§ Records provided

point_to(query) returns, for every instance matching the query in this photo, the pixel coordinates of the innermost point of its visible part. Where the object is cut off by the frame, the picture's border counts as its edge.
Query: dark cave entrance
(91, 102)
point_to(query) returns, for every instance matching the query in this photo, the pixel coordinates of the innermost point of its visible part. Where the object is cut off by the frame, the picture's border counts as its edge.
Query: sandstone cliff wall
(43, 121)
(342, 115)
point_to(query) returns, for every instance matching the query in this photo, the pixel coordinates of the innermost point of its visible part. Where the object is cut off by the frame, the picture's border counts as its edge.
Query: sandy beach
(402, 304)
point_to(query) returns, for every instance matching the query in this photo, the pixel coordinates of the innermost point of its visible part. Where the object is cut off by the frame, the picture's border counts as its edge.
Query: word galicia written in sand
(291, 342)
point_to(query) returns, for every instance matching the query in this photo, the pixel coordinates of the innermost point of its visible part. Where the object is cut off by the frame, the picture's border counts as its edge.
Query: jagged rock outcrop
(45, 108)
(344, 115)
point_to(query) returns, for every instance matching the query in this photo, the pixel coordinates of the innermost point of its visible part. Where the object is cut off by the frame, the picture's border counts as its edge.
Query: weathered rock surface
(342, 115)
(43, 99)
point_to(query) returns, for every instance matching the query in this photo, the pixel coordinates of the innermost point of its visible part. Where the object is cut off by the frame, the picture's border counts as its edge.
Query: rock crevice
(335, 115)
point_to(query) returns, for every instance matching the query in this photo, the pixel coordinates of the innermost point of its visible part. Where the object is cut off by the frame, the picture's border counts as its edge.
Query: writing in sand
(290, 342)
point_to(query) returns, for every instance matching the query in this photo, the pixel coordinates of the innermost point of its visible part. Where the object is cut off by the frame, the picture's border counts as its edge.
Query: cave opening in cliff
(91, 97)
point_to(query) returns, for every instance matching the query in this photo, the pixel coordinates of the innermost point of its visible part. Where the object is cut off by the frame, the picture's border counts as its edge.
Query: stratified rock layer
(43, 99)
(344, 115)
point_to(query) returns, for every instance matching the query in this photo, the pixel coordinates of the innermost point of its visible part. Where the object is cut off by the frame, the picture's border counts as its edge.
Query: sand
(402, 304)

§ Required work
Word for word, transcribe all of the entries shown above.

§ Finished exercise
point_to(query) returns, for every instance matching the query in this photo, the pixel coordinates of the innermost point of its visible part. Where the object is cut off by the frame, the picture's border counts as its edge.
Query: dark cave entrance
(91, 102)
point_to(query) returns, for every instance matching the query in this photo, the pixel coordinates of the innermost point of its visible part. Where the object is cut off by the frame, the picture's border counts as its edge.
Query: sandstone cliff wall
(43, 121)
(342, 115)
point_to(query) returns, for every instance matching the query in this photo, the pixel coordinates of the innermost point of its visible part. Where the object is cut off by the frame, the picture's border counts as its edge.
Query: sandy beach
(402, 304)
point_to(query) returns, for every instance matching the query in this photo, the pixel coordinates of the innermost point of its visible part. Where the object is cut off by the frame, the picture's border counts as its edge.
Query: word galicia written in sand
(291, 342)
point_to(query) returns, for every instance matching the query in this photo, the pixel coordinates of the innermost point of its visible part. Where the object is cut off by the frame, the picture's border counts as its edge.
Query: jagged rock outcrop
(45, 108)
(344, 115)
point_to(query) returns, for every instance matching the query in this photo, the pixel coordinates of the innermost point of its visible part. Where the object is cut off by the frame, the picture's border counts as its edge.
Query: weathered rock surface
(342, 115)
(43, 99)
point_to(query) returns, for every instance matching the query in this photo, the pixel coordinates of the innermost point of its visible part. Where the object is cut off by the frame, the picture's border counts as its edge.
Query: rock crevice
(335, 115)
point_to(query) returns, for every instance matching the query in this photo, the pixel coordinates of the innermost point of its visible part. Where the object is cut off by the frame, the picture's border counts as its edge.
Query: writing in sand
(290, 342)
point_to(query) returns, for every instance matching the query in this photo, the pixel coordinates of the innermost point of its visible part. Where the object is cut off by the frame, the picture's border counts as its edge.
Query: cave opening in cliff
(91, 97)
point_to(query) returns, for every instance matching the query in this photo, the pixel coordinates of the innermost point of its visible part. Where the object is cut off by the frame, the picture's border counts as its edge.
Query: stratified rock layer
(43, 99)
(344, 115)
point_to(query) returns, for every instance matching the query in this photo, the pixel coordinates of the innermost point of its visible part. Where the object is cut off by the frame, the picture's border counts as its edge.
Query: sand
(402, 304)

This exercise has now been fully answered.